» Vorliegender Textauszug
Pausenbrief 04 | 2019
Rechts blinken, links abbiegen
Über das Wesen der Widersprüchlichkeit –
oder: die Regenbogenqualität
Liebe Leser,
im April ist man irgendwie nie so ganz angemessen gekleidet: Eben noch brachten uns frühlingshafte Sonnenstrahlen ins Schwitzen, schon trägt ein eisiger Wind die nächsten Schauer herbei. Kaum ein Monat kommt mit so gegensätzlichen Wetterkapriolen daher wie der April. Für die erblühende Botanik ist das in diesen Tagen genau das Richtige. Aber auch unserem menschlichen Naturell steht dieses launische Wechselspiel näher als gedacht. Was es damit auf sich hat, das erfahren Sie hier. Und wie immer heißt es dabei: Genießen Sie Ihre Pause!
Der Spiegel-Kolumnist Jan Fleischhauer spottete kürzlich in einer Talkshow zum Thema Ökologie über Leute, die mit dem Porsche zum Bio-Markt fahren oder solche, »die viel fliegen und dann über Plastiktüten reden«. Kennen wir alle. Ja, der Mensch ist ein widersprüchliches Wesen. Das gilt freilich nicht nur für Umweltaktivisten, sondern für jeden von uns. Wir vertreten lautstark das eine und tun dann plötzlich wieder etwas ganz anderes. Warum verhalten wir uns so widersprüchlich? Und muss das unbedingt immer etwas Schlechtes sein?
Es wäre wohl viel zu umständlich, nicht widersprüchlich zu agieren, findet der Berliner Sozialanthropologe Dr. Samuli Schielke: »Wir müssten uns immer genau überlegen, welche Folgen unser Handeln hat. Jede Situation setzt andere Fähigkeiten voraus, wir ändern ständig unsere Meinung.« Ein schlechtes Gewissen ist Schielke zufolge dennoch nicht angebracht. »Unser Handeln empfinden wir meist nicht als Widerspruch. Wir empfinden es erst dann als Widerspruch, wenn es uns moralisch stört. Ein Leben ohne Widerspruch gibt es nicht. Wir könnten gar nicht handeln, wenn wir uns nie widersprüchlich verhalten würden.«
Zwar schätze ich konsequentes Verhalten meiner Mitmenschen als verlässliche Größe, aber tatsächlich sind mir angemessene Kurskorrekturen lieber als stures Festhalten an eingefahrenen Rastern. Der Erhalt des Familienfriedens kann etwa in einer labilen Situation ein höherer Wert sein, als den eigenen Standpunkt durchzusetzen. Widersprüchlich erscheinendes Agieren beruht auch darauf, dass wir Menschen viele Facetten haben – und gelegentlich die Richtung ändern wollen. Wer sich immer starr verhält, kann sich nicht weiterentwickeln. In unserer natürlichen Widersprüchlichkeit bleiben wir offen, kritik- und kompromissfähig, lassen andere Meinungen und Aussagen in unser Leben. Oder anders gesagt: Wir lernen stets dazu.

» Gegebene Daten
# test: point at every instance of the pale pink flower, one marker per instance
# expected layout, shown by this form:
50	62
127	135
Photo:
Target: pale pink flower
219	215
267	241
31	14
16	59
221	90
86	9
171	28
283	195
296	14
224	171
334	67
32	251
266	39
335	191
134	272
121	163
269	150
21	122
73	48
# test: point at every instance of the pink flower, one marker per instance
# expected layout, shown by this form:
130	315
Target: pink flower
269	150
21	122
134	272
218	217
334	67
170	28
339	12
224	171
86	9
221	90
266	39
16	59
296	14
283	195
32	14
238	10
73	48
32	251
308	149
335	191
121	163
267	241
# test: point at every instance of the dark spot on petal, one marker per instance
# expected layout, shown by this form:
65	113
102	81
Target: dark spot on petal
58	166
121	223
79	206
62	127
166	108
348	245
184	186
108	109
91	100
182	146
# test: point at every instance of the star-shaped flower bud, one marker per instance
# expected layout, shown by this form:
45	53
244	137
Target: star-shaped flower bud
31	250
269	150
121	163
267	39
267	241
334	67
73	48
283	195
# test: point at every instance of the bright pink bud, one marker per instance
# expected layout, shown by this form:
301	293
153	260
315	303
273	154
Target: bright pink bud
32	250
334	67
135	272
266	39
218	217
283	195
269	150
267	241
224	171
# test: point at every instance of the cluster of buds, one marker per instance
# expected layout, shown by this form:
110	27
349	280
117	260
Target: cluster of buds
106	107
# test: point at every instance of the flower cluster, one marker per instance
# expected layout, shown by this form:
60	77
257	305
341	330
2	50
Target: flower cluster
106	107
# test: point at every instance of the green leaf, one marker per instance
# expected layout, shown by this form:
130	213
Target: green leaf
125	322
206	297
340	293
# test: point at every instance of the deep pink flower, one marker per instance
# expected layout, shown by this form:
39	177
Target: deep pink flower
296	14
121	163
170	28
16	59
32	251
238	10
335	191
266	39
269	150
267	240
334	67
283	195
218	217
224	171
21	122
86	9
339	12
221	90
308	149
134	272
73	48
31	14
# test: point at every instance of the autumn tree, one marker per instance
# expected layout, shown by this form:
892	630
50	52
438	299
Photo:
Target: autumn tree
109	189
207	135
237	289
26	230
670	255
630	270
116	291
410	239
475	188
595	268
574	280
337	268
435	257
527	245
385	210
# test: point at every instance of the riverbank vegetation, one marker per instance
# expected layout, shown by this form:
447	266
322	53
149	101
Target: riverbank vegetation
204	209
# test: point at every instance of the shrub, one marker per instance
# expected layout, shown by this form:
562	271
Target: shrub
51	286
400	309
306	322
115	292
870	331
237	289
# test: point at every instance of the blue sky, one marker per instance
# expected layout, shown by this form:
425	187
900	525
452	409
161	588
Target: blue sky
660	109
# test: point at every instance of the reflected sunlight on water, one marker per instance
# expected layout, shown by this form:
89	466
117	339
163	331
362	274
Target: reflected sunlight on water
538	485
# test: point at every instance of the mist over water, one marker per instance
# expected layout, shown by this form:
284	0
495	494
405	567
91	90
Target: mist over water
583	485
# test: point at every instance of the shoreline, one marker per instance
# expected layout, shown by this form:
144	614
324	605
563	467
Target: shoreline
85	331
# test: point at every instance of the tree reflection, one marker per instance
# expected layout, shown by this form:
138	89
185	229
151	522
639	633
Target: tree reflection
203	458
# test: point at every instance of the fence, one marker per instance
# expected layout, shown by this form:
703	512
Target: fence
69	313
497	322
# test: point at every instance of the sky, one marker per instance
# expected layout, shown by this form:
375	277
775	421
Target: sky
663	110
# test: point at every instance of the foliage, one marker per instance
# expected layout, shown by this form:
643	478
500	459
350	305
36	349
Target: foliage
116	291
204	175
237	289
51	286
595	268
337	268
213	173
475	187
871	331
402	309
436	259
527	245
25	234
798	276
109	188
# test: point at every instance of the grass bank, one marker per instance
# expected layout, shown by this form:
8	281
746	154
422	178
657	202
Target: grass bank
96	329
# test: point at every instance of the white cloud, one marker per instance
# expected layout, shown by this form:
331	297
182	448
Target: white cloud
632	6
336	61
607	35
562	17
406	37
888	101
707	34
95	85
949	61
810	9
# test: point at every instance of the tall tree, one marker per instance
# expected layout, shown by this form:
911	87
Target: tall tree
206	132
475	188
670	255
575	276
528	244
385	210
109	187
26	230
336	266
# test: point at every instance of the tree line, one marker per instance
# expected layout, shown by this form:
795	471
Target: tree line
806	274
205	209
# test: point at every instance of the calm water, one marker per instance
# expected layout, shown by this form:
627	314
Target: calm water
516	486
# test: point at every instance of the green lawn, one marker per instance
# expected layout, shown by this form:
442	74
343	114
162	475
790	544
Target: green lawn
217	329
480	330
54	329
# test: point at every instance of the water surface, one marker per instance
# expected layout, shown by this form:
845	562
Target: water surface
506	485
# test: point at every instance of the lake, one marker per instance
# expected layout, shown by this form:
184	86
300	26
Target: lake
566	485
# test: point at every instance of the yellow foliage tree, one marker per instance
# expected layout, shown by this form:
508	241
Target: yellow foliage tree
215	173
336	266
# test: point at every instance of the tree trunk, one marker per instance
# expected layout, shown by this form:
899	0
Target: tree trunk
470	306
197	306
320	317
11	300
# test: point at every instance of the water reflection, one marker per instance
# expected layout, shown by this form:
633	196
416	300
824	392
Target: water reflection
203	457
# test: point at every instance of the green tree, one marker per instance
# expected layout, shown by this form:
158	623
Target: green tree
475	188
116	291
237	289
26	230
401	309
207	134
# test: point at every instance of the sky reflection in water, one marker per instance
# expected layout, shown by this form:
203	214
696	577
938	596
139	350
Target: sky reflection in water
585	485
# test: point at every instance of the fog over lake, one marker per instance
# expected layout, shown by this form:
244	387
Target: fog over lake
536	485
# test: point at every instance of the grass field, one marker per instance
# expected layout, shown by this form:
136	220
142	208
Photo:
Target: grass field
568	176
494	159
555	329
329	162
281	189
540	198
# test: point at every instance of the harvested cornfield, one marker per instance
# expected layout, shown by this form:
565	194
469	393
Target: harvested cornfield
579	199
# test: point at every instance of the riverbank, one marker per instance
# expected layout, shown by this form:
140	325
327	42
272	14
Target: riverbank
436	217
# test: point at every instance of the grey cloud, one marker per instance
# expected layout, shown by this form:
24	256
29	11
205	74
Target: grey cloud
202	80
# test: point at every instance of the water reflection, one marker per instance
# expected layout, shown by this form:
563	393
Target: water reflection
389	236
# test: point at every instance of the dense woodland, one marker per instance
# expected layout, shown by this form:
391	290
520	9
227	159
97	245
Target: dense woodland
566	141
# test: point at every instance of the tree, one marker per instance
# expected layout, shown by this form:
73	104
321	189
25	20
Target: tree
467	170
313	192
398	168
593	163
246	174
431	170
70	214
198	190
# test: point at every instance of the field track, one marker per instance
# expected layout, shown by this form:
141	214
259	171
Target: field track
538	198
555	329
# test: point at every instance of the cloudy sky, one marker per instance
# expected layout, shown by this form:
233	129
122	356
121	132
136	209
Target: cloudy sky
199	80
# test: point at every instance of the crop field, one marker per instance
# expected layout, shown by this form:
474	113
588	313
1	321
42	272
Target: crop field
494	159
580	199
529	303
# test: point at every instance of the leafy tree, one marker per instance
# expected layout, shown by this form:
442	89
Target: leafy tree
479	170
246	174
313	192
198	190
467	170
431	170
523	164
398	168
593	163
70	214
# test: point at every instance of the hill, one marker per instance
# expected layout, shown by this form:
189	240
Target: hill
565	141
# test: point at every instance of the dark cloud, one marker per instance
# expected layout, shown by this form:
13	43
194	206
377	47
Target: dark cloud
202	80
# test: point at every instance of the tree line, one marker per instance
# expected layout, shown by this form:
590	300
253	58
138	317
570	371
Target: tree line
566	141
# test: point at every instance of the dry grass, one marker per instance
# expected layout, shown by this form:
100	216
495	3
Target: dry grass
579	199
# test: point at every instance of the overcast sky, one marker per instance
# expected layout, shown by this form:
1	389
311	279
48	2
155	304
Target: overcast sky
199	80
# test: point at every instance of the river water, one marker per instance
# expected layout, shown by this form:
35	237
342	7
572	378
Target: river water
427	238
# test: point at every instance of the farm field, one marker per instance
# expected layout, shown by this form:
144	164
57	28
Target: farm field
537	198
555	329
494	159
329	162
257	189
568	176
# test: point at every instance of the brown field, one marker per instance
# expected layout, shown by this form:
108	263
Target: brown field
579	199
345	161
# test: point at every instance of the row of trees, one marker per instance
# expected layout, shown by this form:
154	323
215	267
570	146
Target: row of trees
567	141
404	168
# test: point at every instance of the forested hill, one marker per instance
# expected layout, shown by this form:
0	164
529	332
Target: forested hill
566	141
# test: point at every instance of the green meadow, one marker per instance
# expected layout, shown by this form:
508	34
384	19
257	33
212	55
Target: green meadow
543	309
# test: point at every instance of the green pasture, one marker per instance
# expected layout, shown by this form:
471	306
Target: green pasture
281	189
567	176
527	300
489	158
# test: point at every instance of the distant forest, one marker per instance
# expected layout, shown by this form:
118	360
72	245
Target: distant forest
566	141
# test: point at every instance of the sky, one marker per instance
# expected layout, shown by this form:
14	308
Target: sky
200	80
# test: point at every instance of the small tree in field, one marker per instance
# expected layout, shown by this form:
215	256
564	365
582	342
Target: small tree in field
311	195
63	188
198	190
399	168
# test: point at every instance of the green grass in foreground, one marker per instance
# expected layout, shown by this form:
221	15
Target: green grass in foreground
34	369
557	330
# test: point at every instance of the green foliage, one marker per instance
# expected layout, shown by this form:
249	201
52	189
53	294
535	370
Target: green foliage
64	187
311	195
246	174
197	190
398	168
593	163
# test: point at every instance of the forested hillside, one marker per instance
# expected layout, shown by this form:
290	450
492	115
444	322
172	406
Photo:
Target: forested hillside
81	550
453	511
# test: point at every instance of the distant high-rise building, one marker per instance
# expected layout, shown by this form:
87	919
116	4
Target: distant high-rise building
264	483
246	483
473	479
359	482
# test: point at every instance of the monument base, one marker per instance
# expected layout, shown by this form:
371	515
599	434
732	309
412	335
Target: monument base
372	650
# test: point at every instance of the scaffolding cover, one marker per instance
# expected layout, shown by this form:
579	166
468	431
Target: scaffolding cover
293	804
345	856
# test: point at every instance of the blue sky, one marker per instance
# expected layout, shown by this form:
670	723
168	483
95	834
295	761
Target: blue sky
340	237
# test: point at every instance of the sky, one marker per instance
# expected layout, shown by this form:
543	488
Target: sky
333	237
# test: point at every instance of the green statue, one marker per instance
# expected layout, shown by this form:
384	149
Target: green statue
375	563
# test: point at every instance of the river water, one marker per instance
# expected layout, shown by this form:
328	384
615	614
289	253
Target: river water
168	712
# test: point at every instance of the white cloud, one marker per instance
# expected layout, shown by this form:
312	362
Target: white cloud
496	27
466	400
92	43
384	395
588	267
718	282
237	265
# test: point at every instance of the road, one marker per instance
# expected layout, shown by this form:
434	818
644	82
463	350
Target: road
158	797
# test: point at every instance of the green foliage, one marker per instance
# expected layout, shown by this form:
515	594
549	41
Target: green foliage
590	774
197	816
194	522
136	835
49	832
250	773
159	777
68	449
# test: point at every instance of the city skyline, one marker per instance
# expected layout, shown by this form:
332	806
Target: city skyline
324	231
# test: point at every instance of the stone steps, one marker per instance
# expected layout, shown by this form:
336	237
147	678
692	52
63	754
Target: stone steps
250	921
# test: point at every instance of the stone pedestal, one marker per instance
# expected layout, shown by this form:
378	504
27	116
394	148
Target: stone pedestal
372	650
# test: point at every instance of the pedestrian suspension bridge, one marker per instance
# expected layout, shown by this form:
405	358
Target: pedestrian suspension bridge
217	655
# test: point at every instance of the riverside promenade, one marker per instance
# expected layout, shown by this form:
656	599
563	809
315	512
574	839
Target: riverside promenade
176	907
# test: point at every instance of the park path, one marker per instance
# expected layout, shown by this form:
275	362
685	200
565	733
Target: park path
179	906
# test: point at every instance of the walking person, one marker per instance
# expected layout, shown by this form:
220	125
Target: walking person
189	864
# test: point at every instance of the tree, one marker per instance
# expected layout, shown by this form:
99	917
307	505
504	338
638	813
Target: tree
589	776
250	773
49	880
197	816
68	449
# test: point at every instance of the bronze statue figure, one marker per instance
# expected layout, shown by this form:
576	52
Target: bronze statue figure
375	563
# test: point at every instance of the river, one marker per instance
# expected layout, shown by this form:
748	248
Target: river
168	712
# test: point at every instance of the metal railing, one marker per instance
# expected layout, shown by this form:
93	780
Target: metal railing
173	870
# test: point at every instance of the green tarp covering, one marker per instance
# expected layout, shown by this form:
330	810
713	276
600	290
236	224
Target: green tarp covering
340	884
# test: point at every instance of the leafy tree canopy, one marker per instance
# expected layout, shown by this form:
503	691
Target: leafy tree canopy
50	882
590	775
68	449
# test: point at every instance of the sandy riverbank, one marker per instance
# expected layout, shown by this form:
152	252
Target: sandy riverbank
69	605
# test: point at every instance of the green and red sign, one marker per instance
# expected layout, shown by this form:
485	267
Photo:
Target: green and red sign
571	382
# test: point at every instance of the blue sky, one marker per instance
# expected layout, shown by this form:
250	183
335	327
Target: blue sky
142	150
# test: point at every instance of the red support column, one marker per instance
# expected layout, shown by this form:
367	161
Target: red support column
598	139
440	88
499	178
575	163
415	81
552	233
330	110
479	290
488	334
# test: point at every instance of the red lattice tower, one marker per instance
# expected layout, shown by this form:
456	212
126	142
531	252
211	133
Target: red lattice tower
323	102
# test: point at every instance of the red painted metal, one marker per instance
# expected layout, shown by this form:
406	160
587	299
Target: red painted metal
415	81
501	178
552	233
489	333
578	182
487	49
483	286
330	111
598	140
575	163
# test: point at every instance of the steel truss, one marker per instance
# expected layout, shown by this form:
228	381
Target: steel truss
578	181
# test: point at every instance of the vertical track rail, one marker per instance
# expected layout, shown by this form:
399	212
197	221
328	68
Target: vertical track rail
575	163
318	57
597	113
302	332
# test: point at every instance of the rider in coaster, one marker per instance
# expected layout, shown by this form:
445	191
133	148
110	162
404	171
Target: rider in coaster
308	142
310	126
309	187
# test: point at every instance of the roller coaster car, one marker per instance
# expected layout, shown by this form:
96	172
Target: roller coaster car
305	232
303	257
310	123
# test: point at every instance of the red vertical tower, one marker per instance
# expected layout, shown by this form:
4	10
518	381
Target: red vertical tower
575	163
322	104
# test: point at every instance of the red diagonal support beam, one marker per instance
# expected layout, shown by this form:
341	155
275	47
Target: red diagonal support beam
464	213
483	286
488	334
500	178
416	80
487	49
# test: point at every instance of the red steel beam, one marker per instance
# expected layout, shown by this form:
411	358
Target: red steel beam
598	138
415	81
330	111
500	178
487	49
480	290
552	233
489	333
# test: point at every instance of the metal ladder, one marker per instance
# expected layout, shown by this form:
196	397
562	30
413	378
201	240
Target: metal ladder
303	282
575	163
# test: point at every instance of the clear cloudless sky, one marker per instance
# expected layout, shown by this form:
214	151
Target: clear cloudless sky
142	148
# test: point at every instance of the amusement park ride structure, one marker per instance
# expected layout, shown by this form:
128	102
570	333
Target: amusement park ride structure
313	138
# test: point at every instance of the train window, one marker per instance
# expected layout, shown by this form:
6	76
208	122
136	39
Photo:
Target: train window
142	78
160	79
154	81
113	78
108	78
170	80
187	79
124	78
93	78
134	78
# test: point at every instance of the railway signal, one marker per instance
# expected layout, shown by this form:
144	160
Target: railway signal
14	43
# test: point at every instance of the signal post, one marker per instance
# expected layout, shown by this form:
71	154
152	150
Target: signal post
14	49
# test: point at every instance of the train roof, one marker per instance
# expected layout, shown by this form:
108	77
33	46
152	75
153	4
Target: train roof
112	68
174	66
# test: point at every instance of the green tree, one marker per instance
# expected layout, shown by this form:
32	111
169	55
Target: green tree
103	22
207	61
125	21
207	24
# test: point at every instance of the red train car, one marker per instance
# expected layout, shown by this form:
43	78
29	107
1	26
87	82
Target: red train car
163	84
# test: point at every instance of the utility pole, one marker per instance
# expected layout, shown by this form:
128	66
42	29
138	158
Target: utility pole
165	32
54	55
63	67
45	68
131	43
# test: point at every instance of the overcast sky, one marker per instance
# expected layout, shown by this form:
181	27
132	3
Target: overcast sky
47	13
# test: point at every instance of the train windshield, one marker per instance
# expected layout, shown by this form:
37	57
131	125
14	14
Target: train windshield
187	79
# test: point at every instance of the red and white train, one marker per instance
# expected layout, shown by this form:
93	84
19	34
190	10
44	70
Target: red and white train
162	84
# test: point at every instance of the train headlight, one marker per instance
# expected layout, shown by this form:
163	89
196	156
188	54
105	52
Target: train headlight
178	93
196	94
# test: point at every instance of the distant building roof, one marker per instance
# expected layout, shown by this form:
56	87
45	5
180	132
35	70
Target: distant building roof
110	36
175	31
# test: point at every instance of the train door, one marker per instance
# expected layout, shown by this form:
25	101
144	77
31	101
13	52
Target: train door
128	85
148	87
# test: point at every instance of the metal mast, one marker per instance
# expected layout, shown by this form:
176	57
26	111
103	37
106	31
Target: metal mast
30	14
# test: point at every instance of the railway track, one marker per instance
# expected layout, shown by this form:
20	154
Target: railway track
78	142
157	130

» Aufgaben
1. Stimmen die Aussagen (a) bis (c) mit dem Textauszug überein? Beantworte jede mit Ja oder Nein und belege sie mit einem wörtlichen Zitat.
(a) Schielke hält ein schlechtes Gewissen wegen widersprüchlichen Verhaltens für angebracht.
(b) Fleischhauer spottete in einer Talkshow zum Thema Ökologie.
(c) Wer sich immer starr verhält, kann sich weiterentwickeln.
2. Beantworte anhand des Textauszugs die folgenden Fragen:
(a) In welchem Monat ist man laut dem Textauszug nie so ganz angemessen gekleidet?
(b) Welchen Beruf übt Samuli Schielke aus?
(c) Was kann in einer labilen Situation ein höherer Wert sein, als den eigenen Standpunkt durchzusetzen?

» Lösungen
1.
(a) Nein: „Ein schlechtes Gewissen ist Schielke zufolge dennoch nicht angebracht.“
(b) Ja: „in einer Talkshow zum Thema Ökologie“
(c) Nein: „Wer sich immer starr verhält, kann sich nicht weiterentwickeln.“

2.
(a) Im April.
(b) Er ist Sozialanthropologe in Berlin.
(c) Der Erhalt des Familienfriedens.